Work required — Pull out every line of the records that contains the word "tree", treating uppercase and lowercase as different.

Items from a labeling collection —
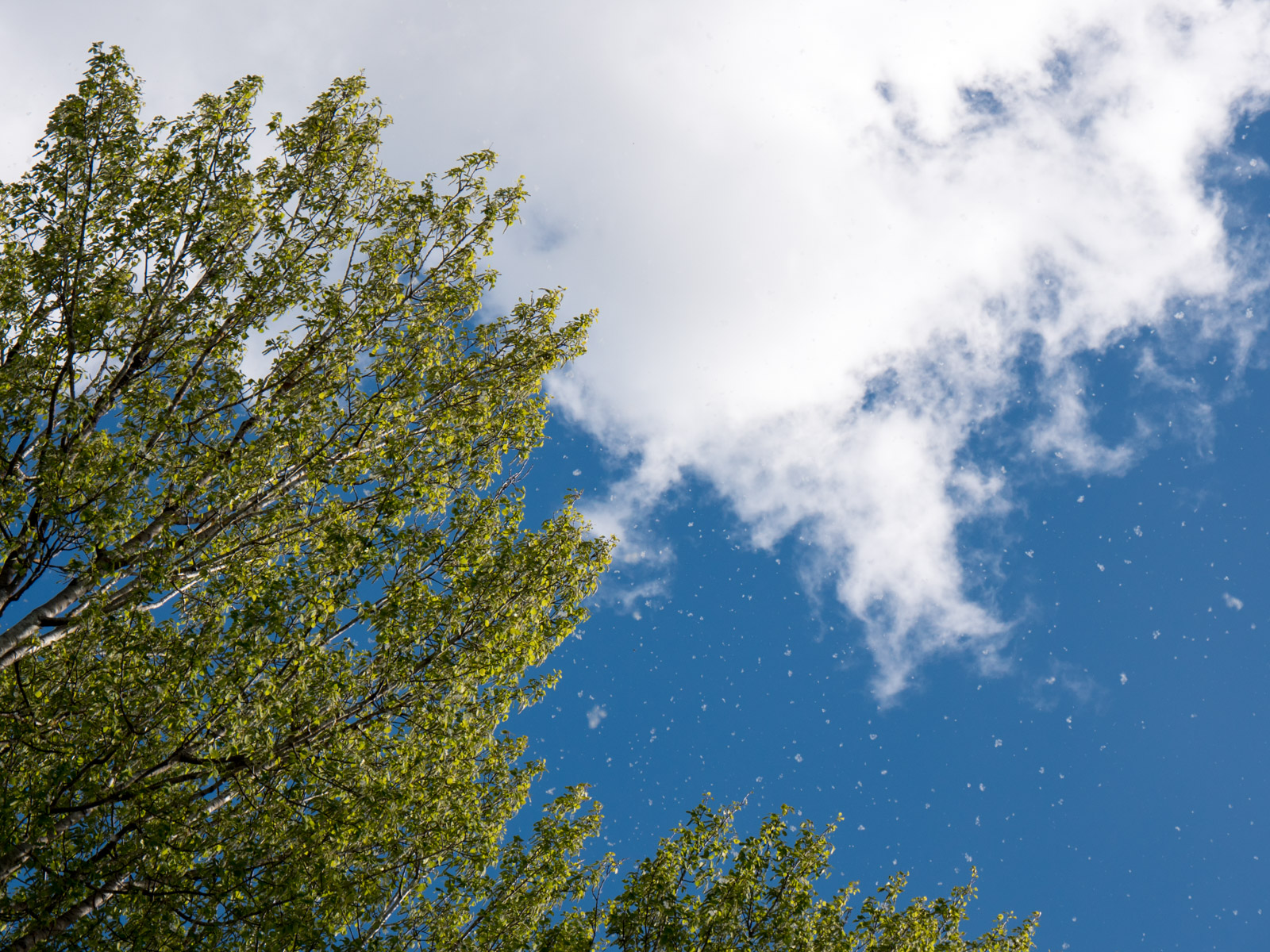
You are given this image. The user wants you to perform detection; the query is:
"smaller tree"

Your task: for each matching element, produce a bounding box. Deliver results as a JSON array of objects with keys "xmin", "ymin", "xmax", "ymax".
[{"xmin": 537, "ymin": 800, "xmax": 1040, "ymax": 952}]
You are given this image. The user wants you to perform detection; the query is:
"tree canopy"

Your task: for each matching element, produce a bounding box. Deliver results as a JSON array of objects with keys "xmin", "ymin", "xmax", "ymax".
[{"xmin": 0, "ymin": 46, "xmax": 1033, "ymax": 950}]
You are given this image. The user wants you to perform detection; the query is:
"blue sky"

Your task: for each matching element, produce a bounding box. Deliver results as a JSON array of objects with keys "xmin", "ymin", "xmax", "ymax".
[{"xmin": 0, "ymin": 0, "xmax": 1270, "ymax": 950}]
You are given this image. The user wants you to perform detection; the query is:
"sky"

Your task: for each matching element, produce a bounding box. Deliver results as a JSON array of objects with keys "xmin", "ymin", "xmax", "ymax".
[{"xmin": 0, "ymin": 0, "xmax": 1270, "ymax": 950}]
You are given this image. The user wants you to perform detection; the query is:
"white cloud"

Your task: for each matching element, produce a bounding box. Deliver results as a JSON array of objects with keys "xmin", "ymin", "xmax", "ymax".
[{"xmin": 0, "ymin": 0, "xmax": 1270, "ymax": 698}]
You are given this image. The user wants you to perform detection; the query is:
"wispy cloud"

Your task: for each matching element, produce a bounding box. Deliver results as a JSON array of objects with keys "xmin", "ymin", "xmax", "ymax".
[{"xmin": 10, "ymin": 0, "xmax": 1270, "ymax": 698}]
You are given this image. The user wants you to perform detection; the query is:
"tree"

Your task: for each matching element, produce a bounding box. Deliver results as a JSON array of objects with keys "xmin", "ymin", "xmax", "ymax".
[
  {"xmin": 0, "ymin": 46, "xmax": 1031, "ymax": 950},
  {"xmin": 0, "ymin": 47, "xmax": 608, "ymax": 950},
  {"xmin": 538, "ymin": 798, "xmax": 1039, "ymax": 952}
]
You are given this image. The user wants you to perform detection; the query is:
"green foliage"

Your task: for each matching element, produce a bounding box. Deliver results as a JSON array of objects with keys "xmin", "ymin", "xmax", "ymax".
[
  {"xmin": 0, "ymin": 46, "xmax": 1030, "ymax": 952},
  {"xmin": 538, "ymin": 800, "xmax": 1039, "ymax": 952},
  {"xmin": 0, "ymin": 47, "xmax": 608, "ymax": 950}
]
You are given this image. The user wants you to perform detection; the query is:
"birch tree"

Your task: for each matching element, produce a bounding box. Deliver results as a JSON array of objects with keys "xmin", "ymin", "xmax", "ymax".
[
  {"xmin": 0, "ymin": 46, "xmax": 1033, "ymax": 952},
  {"xmin": 0, "ymin": 47, "xmax": 608, "ymax": 950}
]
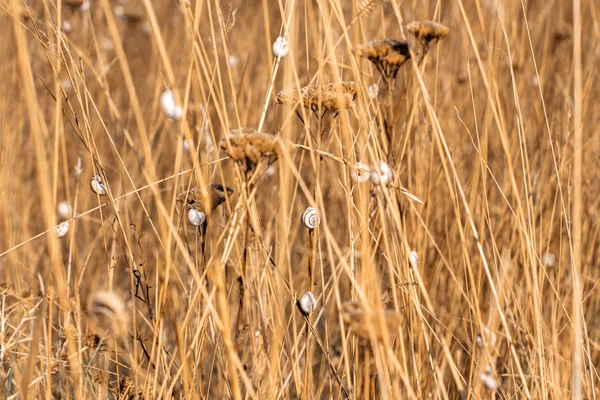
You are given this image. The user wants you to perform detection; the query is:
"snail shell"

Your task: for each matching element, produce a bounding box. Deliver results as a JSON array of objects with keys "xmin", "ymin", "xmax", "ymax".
[
  {"xmin": 188, "ymin": 208, "xmax": 206, "ymax": 226},
  {"xmin": 54, "ymin": 221, "xmax": 69, "ymax": 239},
  {"xmin": 301, "ymin": 207, "xmax": 321, "ymax": 230},
  {"xmin": 300, "ymin": 292, "xmax": 317, "ymax": 314},
  {"xmin": 160, "ymin": 90, "xmax": 183, "ymax": 120},
  {"xmin": 90, "ymin": 174, "xmax": 106, "ymax": 196},
  {"xmin": 350, "ymin": 162, "xmax": 370, "ymax": 183},
  {"xmin": 273, "ymin": 36, "xmax": 290, "ymax": 58},
  {"xmin": 371, "ymin": 161, "xmax": 393, "ymax": 185}
]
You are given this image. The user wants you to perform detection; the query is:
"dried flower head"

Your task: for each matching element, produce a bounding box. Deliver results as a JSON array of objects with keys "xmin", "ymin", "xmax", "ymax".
[
  {"xmin": 89, "ymin": 291, "xmax": 129, "ymax": 336},
  {"xmin": 406, "ymin": 21, "xmax": 450, "ymax": 49},
  {"xmin": 275, "ymin": 82, "xmax": 358, "ymax": 118},
  {"xmin": 342, "ymin": 301, "xmax": 402, "ymax": 340},
  {"xmin": 221, "ymin": 128, "xmax": 279, "ymax": 171},
  {"xmin": 356, "ymin": 39, "xmax": 410, "ymax": 81}
]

Solution to this problem —
"smaller tree"
"tree canopy"
"tree"
"birch tree"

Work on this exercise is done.